Passage for review ->

Non-test Approaches: (Q)SARs, Read-Across

Home / MAPP / Emerging Technologies / Non-test Approaches: (Q)SARs, Read-Across

Methods, Approaches, Programs & Policies

Non-test Approaches: (Q)SARs, Read-Across

Last updated: November 3, 2014


(Q)SARs are models aimed at predicting the physicochemical and biological properties of molecules. A structure-activity relationship (SAR) is a (qualitative) association between a chemical substructure and the potential of a chemical containing the substructure to exhibit a certain biological effect (e.g., (eco)toxicological effect).  A (quantitative) structure-activity relationship ((Q)SAR) is a statistically established correlation relating a quantitative parameter(s) derived from chemical structure, or determined by experimental chemistry, to exhibit a quantitative measure of biological activity. Expert systems are built upon experimental toxicity results with rules derived from the data. The rules may be based on statistical inference and take the form of (Q)SARs (e.g., TOPKAT), on expert judgment and take the form of SARs describing reactive chemistry (e.g., Derek for Windows), or they may be a hybrid of the two (e.g., TIMES). The benefits of using (Q)SAR approaches include their relative low cost, speed, and potential to minimize animal testing.

The Organisation for Economic Co-operation and Development (OECD) has described (Q)SAR as “a quantitative (mathematical) relationship between a numerical measure of chemical structure, and/or a physicochemical property, and an effect/activity [that] often take[s] the form of regression equations, and can make predictions of effects/activities that are either on a continuous scale or on a categorical scale…. In many cases, (Q)SARs are quantitative models of key mechanistic processes which result in the measured activity of the chemicals” (OECD, 2007).

Uptake of (Q)SARs has remained largely limited to those models developed for properties such as aquatic toxicity, physicochemical properties or environmental fate. Such (Q)SAR models have proved particularly useful in prioritizing chemicals. More recently under regulatory programs such as REACH, they have been used extensively to fill data gaps for hazard characterization. (Q)SARs for human health effects remain best used as part of weight of evidence assessment rather than as standalone replacements for animal tests (Patlewicz, et al., 2011). This background article will provide a brief introduction to (Q)SAR models developed for the assessment of human health toxicity endpoints. In addition, many of the Toxicity Endpoints & Tests sections of AltTox discuss endpoint-specific (Q)SAR applications.

Given data ->
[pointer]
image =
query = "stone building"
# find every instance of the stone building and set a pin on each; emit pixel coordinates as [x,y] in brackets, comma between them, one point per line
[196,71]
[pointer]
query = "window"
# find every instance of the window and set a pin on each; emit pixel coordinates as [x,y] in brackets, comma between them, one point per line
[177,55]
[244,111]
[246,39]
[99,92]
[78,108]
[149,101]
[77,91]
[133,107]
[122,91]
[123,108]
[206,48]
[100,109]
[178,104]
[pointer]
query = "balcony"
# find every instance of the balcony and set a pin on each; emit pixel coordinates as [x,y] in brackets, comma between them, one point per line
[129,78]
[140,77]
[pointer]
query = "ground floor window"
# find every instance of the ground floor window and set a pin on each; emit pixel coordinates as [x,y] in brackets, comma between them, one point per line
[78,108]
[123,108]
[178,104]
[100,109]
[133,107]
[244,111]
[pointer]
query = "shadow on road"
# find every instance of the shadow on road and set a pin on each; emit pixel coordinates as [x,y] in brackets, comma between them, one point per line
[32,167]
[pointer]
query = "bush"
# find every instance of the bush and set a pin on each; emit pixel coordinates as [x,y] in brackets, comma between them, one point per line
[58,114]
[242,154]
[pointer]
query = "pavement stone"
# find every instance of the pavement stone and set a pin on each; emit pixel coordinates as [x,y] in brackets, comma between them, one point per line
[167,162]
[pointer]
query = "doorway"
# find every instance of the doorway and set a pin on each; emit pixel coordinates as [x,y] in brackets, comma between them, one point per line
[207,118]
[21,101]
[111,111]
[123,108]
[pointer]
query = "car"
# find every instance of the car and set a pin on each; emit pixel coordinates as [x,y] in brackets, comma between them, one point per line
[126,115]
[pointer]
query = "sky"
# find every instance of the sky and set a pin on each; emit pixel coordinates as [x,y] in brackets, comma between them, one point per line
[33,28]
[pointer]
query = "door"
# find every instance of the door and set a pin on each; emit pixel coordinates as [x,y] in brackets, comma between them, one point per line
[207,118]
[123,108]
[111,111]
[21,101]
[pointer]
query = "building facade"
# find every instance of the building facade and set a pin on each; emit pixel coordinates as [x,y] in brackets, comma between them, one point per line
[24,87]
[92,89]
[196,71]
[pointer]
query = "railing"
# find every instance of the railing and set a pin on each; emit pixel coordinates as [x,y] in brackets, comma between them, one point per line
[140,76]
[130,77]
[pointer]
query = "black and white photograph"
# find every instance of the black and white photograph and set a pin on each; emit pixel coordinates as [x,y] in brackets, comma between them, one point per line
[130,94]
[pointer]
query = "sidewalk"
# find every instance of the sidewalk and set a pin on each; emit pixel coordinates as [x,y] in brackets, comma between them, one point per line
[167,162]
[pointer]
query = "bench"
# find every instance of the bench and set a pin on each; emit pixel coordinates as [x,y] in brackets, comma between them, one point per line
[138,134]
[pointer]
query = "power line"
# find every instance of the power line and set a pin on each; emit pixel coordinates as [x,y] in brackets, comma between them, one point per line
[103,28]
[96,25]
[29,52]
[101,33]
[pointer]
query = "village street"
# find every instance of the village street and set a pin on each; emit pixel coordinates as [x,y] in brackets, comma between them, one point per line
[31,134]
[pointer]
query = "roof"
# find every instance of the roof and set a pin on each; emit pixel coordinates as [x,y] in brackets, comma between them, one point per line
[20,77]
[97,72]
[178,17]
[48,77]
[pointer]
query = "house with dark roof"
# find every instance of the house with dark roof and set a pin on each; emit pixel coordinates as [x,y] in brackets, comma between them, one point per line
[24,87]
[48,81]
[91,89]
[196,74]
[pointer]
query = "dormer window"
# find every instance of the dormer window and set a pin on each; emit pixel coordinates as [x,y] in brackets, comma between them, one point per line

What the exercise asks -> Continue the page on (Q)SAR models and read-across from the end of its last paragraph.

Response below ->
In general, the process of (Q)SAR development may be described by a series of steps. A set of chemicals with corresponding biological activity data are collected. The chemicals are characterized by numerical representations called descriptors, and statistical techniques are typically then applied to derive an algorithm that relates the relevant chemical information to biological activity. Access to good quality data is obviously a critical requirement for (Q)SAR development. As noted by Schultz and Seward (2000), the development of useful (Q)SARs for ecotoxicity endpoints resulted from the availability of sufficient data for the construction and validation of the computational models. (Q)SAR models for large scale screening of chemicals and pharmaceuticals for mutagenic potential have also been developed, aided by the underlying microbial mutagenicity data (Contrera et al., 2005).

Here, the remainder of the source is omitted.